*ABOUT THIS TASK*
Copy out the full set of records. Keep every word the same.

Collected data
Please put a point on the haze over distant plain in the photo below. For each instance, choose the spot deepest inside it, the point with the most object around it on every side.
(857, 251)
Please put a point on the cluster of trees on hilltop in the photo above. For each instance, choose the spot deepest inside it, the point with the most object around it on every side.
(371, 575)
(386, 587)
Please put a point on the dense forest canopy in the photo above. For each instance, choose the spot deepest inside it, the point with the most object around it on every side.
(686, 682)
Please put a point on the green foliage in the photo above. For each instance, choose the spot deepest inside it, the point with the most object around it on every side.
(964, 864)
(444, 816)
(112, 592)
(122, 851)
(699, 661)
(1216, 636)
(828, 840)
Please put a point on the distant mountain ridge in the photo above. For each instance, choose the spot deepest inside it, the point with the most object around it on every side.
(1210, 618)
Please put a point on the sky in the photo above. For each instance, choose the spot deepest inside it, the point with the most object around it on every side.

*FINISHED EXERCISE*
Please put a point on the haze over distant plain in the photo below. For each instance, choose the spot deepest inside it, the point with the most object around it on every side.
(857, 251)
Please put a point on the cluster of trees on hilltop in the photo above. For each instance, choose the spot deepest inside it, the point with the most object around it on every side.
(371, 575)
(386, 587)
Please put a point on the dense forest canopy in the photo above. For each instance, choose the spot deepest inside it, the point with the most object around it on every side.
(686, 682)
Please put a point on the green foliage in the photo above. For each instance, choose the spot deepest inside it, the point with the most object around it on every side.
(964, 864)
(444, 816)
(112, 592)
(122, 851)
(699, 661)
(1216, 636)
(828, 840)
Please put a point on the distant mountain ridge in the photo above. For each instance, choose the spot deepest inside it, the point with the most object around it on every side.
(1210, 618)
Please put a point on the sky in the photo above. For each instance, choose the spot deepest inside it, the point with the most object around it on every side.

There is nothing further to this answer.